=== Exercise data ===

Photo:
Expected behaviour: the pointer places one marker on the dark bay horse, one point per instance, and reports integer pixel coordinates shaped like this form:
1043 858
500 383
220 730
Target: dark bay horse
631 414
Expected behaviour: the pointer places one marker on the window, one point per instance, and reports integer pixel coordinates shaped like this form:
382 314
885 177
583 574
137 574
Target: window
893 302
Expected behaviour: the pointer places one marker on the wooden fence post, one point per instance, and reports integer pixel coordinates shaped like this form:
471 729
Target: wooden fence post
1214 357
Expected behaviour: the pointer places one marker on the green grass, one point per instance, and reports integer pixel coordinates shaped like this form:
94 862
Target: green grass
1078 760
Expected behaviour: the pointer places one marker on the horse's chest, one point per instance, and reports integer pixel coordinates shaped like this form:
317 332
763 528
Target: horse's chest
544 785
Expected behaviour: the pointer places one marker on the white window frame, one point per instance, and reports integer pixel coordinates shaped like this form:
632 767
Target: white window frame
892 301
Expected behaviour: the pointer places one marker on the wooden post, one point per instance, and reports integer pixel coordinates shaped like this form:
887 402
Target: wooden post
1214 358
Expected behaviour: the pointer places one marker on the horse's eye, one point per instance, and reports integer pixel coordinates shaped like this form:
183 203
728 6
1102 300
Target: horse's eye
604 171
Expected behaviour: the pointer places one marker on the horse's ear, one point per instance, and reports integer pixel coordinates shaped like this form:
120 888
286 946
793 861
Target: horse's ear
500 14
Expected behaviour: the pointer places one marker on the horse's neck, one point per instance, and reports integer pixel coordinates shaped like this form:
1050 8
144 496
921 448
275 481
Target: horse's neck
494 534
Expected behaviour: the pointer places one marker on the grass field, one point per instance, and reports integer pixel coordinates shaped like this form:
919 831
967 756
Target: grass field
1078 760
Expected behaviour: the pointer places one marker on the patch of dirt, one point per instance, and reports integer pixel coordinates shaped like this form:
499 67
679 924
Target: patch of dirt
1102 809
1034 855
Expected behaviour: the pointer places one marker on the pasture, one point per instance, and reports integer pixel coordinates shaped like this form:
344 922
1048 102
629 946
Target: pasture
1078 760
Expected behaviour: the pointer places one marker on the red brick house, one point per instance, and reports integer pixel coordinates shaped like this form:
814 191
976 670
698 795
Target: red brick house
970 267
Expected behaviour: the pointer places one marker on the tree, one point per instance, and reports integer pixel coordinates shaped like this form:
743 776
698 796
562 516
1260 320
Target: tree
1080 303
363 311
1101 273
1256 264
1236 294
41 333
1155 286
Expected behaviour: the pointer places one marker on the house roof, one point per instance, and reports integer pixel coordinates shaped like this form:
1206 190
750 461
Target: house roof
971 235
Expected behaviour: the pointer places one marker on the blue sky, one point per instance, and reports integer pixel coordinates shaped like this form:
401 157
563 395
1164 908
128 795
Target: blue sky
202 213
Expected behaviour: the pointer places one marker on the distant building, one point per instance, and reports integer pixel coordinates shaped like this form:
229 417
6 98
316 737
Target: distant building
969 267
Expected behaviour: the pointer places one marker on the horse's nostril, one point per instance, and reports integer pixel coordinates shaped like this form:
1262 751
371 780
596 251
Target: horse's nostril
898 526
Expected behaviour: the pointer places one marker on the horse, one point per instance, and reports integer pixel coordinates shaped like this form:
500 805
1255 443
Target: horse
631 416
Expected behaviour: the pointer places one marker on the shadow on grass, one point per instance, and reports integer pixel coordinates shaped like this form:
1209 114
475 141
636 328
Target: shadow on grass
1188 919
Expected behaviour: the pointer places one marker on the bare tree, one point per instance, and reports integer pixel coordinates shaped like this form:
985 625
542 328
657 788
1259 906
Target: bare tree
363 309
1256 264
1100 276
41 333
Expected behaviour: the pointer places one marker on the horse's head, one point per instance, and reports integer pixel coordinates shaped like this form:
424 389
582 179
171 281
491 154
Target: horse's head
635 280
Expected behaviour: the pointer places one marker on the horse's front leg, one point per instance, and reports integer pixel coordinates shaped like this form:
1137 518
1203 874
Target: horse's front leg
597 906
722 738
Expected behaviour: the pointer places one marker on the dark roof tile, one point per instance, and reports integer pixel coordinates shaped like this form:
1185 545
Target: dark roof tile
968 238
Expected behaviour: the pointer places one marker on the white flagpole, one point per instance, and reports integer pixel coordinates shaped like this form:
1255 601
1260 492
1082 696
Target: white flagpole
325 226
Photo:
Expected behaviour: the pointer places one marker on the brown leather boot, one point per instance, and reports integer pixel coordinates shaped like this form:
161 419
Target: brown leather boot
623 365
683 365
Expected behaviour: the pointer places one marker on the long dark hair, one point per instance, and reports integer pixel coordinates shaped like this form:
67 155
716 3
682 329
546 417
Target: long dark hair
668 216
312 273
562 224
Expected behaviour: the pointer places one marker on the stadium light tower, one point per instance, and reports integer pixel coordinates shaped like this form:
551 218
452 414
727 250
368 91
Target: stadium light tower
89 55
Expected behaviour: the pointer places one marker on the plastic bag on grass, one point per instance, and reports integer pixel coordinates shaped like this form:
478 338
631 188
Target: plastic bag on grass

===
=== Exercise data ===

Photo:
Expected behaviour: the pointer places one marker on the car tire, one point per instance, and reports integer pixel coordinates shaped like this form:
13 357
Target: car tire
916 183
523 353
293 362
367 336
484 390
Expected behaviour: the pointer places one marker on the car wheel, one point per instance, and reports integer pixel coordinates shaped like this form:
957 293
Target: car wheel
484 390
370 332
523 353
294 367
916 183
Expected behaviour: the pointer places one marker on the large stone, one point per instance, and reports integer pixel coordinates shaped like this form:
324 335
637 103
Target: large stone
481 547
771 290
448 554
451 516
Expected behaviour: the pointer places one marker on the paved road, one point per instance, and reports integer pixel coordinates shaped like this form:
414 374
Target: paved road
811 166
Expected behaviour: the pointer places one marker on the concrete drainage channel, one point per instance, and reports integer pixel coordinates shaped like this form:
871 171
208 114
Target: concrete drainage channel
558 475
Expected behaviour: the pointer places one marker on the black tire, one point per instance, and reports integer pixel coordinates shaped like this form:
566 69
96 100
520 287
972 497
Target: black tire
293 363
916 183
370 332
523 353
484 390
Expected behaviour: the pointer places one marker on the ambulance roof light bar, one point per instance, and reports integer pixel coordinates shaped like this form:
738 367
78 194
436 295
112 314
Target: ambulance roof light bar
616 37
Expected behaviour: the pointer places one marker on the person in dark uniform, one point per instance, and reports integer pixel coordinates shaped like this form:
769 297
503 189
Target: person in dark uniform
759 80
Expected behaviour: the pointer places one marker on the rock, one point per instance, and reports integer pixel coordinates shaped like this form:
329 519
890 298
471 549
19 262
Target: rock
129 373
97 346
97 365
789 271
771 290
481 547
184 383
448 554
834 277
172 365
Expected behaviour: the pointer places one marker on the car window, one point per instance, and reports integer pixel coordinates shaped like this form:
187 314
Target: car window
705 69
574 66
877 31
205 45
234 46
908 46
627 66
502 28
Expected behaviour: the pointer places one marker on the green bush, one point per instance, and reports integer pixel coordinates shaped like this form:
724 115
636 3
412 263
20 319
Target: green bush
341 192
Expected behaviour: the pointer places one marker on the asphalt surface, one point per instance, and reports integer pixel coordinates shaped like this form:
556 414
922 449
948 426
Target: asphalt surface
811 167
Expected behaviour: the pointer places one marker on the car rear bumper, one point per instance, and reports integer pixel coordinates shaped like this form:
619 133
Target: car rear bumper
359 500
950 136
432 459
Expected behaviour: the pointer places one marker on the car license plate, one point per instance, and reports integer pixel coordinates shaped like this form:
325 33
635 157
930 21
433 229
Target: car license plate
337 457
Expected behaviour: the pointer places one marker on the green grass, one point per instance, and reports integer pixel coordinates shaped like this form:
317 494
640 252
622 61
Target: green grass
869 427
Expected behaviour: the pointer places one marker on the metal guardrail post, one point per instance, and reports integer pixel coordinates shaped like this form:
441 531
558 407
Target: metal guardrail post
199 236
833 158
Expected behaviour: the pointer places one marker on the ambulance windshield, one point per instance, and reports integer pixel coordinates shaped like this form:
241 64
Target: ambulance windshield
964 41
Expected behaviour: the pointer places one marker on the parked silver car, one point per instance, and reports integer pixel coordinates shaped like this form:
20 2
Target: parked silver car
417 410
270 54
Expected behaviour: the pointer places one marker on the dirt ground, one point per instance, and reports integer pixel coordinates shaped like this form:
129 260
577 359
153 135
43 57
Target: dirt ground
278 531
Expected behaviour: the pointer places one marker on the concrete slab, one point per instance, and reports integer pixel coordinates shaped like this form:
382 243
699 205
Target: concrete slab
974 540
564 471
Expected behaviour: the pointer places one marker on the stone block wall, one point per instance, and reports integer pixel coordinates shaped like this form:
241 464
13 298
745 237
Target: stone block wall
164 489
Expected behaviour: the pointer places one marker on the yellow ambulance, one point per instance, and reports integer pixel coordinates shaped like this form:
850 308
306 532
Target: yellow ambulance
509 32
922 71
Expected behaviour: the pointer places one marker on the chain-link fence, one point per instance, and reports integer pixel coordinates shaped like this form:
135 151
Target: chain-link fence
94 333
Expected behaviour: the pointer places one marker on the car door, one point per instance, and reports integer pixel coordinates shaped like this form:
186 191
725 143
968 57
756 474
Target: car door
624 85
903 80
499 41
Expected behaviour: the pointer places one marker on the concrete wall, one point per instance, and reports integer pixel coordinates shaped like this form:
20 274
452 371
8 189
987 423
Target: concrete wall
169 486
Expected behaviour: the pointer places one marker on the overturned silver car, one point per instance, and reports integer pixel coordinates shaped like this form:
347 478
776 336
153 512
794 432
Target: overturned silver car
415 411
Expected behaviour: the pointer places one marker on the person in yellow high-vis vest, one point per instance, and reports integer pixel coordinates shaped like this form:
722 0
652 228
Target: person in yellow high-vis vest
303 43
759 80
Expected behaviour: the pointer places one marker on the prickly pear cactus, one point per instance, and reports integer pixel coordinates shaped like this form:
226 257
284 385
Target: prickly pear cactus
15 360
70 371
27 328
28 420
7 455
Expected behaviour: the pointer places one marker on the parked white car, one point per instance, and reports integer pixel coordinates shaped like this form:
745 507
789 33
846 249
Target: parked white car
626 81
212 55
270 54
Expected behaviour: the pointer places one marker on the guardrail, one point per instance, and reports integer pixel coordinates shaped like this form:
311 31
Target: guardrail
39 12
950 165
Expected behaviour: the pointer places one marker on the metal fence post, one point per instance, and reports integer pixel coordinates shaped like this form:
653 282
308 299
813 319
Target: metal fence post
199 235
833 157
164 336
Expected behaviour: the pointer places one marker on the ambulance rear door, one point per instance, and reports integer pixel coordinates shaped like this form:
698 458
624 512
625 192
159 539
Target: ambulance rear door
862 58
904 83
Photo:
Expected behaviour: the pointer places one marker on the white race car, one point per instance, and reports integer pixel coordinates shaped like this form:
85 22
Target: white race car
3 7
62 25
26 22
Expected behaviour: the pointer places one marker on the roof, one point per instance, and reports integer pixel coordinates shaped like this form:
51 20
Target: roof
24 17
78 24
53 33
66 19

===
=== Exercise data ===

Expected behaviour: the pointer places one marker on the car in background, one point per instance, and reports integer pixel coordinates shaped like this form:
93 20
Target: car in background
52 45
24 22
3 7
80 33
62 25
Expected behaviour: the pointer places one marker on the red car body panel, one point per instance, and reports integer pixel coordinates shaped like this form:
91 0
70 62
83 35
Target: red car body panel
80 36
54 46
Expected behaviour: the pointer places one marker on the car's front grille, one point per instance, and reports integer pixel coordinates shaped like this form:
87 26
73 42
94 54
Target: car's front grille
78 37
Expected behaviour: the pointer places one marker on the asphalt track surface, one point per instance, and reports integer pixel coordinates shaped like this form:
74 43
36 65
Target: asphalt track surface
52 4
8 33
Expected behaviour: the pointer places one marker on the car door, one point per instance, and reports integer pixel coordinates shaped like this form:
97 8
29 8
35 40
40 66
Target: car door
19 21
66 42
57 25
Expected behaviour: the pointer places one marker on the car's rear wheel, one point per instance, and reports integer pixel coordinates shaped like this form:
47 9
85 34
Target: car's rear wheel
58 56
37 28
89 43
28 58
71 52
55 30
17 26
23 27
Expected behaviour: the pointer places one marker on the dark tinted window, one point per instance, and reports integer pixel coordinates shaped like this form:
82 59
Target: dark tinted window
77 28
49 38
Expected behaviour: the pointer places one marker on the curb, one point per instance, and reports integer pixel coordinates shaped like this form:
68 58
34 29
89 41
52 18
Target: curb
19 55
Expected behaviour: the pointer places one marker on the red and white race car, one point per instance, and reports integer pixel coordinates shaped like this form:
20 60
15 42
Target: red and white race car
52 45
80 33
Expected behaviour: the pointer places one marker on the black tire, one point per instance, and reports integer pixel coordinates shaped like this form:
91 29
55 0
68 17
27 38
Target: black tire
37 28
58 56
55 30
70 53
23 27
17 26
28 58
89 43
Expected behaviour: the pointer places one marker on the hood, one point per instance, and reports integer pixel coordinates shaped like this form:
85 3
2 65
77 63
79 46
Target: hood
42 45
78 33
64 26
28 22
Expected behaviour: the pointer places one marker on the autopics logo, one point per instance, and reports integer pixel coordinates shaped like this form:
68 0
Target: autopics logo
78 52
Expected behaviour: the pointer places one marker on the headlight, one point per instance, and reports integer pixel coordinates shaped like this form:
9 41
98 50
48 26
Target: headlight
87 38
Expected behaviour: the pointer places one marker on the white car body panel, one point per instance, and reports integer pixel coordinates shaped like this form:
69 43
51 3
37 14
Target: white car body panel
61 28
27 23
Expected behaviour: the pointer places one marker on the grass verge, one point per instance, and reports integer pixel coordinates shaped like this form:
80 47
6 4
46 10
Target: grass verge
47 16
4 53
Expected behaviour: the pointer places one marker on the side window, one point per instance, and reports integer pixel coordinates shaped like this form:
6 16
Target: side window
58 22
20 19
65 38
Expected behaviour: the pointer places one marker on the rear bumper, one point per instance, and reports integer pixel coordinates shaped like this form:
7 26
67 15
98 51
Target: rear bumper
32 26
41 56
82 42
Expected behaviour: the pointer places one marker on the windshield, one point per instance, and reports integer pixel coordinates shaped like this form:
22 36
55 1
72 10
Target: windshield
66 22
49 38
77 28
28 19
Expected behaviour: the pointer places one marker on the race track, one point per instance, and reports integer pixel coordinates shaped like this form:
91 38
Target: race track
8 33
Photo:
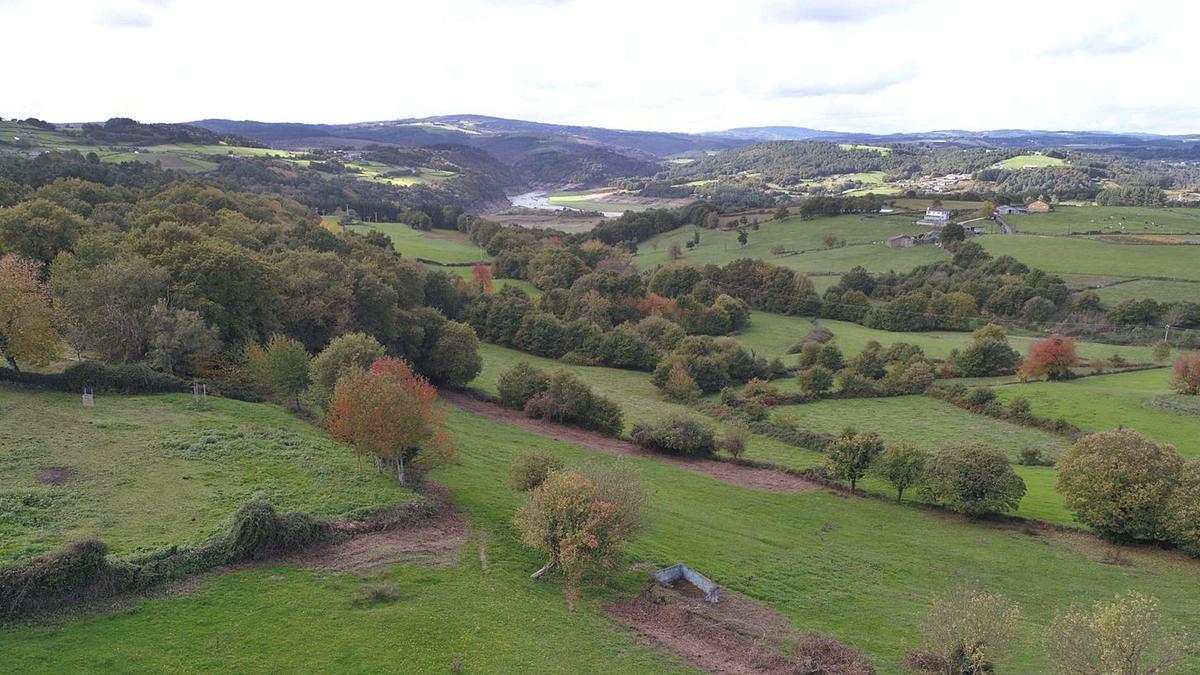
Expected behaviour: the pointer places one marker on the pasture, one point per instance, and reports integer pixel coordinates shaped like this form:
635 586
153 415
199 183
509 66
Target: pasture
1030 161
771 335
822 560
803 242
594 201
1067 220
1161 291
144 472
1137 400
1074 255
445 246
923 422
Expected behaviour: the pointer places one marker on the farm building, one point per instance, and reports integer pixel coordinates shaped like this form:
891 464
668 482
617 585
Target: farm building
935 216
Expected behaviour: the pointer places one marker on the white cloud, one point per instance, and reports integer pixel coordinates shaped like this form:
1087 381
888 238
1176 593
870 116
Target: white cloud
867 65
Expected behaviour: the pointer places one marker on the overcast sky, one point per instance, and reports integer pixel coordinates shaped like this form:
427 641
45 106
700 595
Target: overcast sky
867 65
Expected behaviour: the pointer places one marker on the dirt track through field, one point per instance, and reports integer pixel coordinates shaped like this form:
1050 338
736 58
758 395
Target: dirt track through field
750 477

===

What you have to do:
Go through the lines above. Select every one that has the string "plastic".

Task result:
Expected behaviour: the pointer places one marker on the plastic bag on grass, one point per instance, and reports integer pixel coordinates shaped like this form:
Target: plastic bag on grass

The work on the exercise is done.